» **Passage**
Most experts have always recommended taking your best product or service reviews and putting them prominently on your website or on social media where potential customers can see them—and perhaps hiding those reviews that aren't as all-in. Apparently, you might want to change this strategy.
Data analysis across 40 product categories looked at the impact of reading reviews on purchases. And Northwestern University's Spiegel Research Center and PowerReviews found that product purchases were most influenced by reviews with an average star rating between 4.2 and 4.5 (on a 5-star system), wrote Tom Collinger, executive director of the center, on TechCrunch last year.
The Spiegel Research Center researches the financial impact of customer and client engagement behaviors that influence financial results. Collinger will be speaking with Jonathan Copulsky, former CMO and global insights leader, Deloitte Consulting, at the upcoming Connectiv Executive Summit, May 3-4 in Chicago.
In fact, products with five-star ratings were less influential, probably "due to today's skeptical consumers' 'too good to be true' sensibilities," Collinger wrote. "Having a few less-than-perfect reviews decreases a product's average star rating, but [increases transparency] and grows the business more. Why are five-star reviews too good to be true? We think it's authenticity. There's a healthy cynic in us all. We know nothing is perfect. So when [someone] sees only five-star reviews, they smell something fishy, something that causes their BS meter to go off."
It makes sense. With all the fake news out there, perfect reviews can bring on skepticism. A mix of good and bad reviews might work best, Collinger suggested. That would show you're willing to be up front, like a magazine that publishes good and bad "letters" from its readers. Or a travel site that shares some not-so-great resort reviews with the best ones.

» **What is required**
Reproduce the part of the passage on product reviews that begins at the words "Data analysis across" and stops after the words "TechCrunch last year.".

» **Provided material**
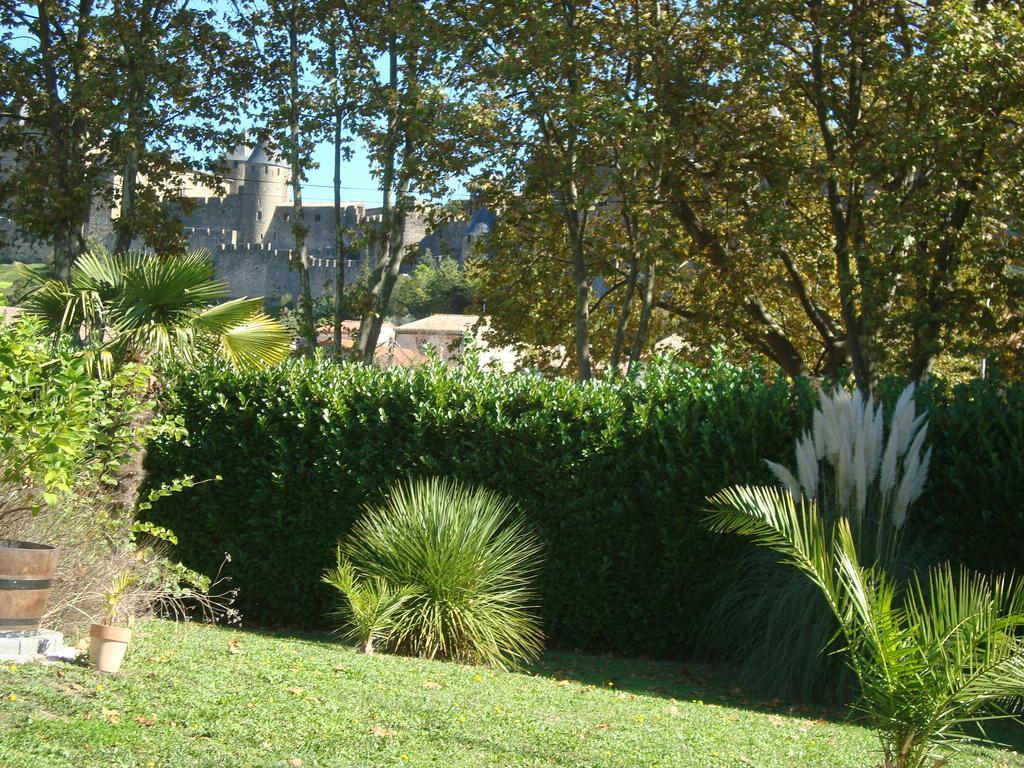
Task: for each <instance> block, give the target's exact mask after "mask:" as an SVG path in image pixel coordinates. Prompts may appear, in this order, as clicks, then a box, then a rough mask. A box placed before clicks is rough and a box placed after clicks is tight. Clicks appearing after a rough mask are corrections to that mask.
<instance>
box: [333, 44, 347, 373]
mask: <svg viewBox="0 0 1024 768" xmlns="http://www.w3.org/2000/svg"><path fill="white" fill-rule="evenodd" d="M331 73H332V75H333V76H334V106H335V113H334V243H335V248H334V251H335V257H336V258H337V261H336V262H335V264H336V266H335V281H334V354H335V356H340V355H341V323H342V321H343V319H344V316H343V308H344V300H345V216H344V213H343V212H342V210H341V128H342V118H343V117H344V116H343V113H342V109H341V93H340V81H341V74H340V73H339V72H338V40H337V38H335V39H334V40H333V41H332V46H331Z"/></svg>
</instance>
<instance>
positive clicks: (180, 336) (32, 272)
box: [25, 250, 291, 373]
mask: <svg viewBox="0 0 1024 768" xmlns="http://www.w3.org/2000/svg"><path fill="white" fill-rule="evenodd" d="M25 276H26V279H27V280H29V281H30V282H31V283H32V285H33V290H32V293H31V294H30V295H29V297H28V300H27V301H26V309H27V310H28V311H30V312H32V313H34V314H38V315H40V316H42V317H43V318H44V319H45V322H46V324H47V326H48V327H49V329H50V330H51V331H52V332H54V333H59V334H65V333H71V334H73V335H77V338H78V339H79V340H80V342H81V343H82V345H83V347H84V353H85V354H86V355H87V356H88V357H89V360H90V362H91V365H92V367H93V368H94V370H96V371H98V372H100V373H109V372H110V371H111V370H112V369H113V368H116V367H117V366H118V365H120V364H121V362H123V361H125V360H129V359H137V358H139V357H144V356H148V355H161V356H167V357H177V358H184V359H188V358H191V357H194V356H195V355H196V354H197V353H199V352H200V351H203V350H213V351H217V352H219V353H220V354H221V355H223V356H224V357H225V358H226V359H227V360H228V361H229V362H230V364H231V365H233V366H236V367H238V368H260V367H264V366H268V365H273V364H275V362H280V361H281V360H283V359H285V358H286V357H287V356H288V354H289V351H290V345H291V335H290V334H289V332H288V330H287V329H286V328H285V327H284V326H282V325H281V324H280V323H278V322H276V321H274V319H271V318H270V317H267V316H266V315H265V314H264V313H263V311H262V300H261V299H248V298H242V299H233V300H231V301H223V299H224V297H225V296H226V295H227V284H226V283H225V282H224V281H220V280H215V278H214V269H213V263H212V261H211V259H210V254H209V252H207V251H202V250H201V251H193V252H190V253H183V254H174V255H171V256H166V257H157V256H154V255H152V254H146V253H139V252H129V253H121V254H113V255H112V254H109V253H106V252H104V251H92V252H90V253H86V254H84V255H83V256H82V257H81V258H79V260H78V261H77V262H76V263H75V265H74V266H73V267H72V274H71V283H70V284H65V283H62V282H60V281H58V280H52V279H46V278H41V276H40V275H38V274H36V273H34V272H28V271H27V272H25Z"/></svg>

» **Answer section**
Data analysis across 40 product categories looked at the impact of reading reviews on purchases. And Northwestern University's Spiegel Research Center and PowerReviews found that product purchases were most influenced by reviews with an average star rating between 4.2 and 4.5 (on a 5-star system), wrote Tom Collinger, executive director of the center, on TechCrunch last year.